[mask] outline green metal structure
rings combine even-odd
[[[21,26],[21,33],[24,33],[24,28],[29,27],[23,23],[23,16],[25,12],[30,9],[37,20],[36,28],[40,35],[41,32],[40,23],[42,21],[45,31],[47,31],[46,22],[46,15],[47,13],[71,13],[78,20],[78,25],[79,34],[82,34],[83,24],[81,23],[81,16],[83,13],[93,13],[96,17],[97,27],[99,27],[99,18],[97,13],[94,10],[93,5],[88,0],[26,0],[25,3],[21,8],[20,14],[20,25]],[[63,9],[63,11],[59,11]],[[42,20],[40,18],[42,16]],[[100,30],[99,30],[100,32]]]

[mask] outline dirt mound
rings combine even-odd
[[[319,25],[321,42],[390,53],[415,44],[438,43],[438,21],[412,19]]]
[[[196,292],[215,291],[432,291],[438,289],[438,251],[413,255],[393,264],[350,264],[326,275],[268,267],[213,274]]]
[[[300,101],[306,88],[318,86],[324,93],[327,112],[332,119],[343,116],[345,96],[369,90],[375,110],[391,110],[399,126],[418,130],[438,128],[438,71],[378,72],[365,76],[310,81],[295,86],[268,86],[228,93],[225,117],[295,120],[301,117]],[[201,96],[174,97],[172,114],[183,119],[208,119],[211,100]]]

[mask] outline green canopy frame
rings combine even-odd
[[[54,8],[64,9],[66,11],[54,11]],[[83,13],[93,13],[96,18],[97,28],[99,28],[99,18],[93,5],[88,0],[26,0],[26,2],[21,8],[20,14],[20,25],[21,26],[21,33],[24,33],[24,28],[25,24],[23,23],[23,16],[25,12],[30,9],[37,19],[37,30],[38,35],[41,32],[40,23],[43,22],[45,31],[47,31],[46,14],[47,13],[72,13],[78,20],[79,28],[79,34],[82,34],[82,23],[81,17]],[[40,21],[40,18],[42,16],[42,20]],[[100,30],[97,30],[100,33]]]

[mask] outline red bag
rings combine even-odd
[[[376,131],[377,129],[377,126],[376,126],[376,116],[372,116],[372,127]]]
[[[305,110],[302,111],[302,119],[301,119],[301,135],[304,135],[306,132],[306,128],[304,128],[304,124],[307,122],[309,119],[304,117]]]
_ _ _
Please edit the rows above so that each "outline" reads "trace", and leave everything else unchanged.

* SOLUTION:
[mask] trace green metal structure
rings combine even-odd
[[[21,26],[21,33],[24,33],[24,28],[29,27],[23,23],[23,16],[25,12],[30,9],[37,20],[36,28],[40,35],[41,32],[40,23],[42,21],[45,31],[47,31],[46,22],[46,15],[47,13],[71,13],[78,20],[78,25],[79,34],[82,34],[83,24],[81,23],[81,16],[83,13],[93,13],[96,17],[97,27],[99,27],[99,18],[97,13],[94,10],[93,5],[88,0],[26,0],[25,3],[21,8],[20,14],[20,25]],[[63,9],[63,11],[59,11]],[[42,20],[40,18],[42,16]],[[100,30],[99,30],[100,32]]]

[mask] trace dirt mound
rings combine even-odd
[[[319,25],[321,42],[390,53],[415,44],[438,43],[438,21],[412,19]]]
[[[196,292],[215,291],[432,291],[438,289],[438,251],[413,255],[393,264],[350,264],[326,275],[268,267],[213,274]]]
[[[300,101],[306,88],[318,86],[324,93],[327,112],[332,119],[343,116],[345,96],[369,90],[375,110],[391,110],[399,126],[418,130],[438,128],[438,71],[378,72],[365,76],[310,81],[295,86],[268,86],[228,93],[225,117],[295,120],[301,117]],[[201,96],[174,97],[172,114],[183,119],[208,119],[211,100]]]

[mask] trace green canopy frame
rings combine even-odd
[[[54,8],[64,9],[66,11],[54,11]],[[83,13],[93,13],[96,18],[97,28],[99,28],[99,18],[93,5],[88,0],[26,0],[26,2],[21,8],[20,14],[20,25],[21,26],[21,33],[24,33],[24,28],[25,24],[23,23],[23,16],[25,12],[30,9],[37,19],[37,30],[38,35],[41,32],[40,23],[43,22],[45,31],[47,31],[46,14],[47,13],[72,13],[78,20],[79,28],[79,34],[82,34],[82,23],[81,17]],[[40,21],[40,18],[42,16],[42,20]],[[100,30],[97,30],[100,33]]]

[mask] trace red bag
rings combine even-odd
[[[376,131],[377,129],[377,126],[376,126],[376,116],[372,116],[372,127]]]
[[[305,110],[302,111],[302,119],[301,119],[301,135],[304,135],[306,132],[306,128],[304,128],[304,124],[307,122],[309,119],[304,117]]]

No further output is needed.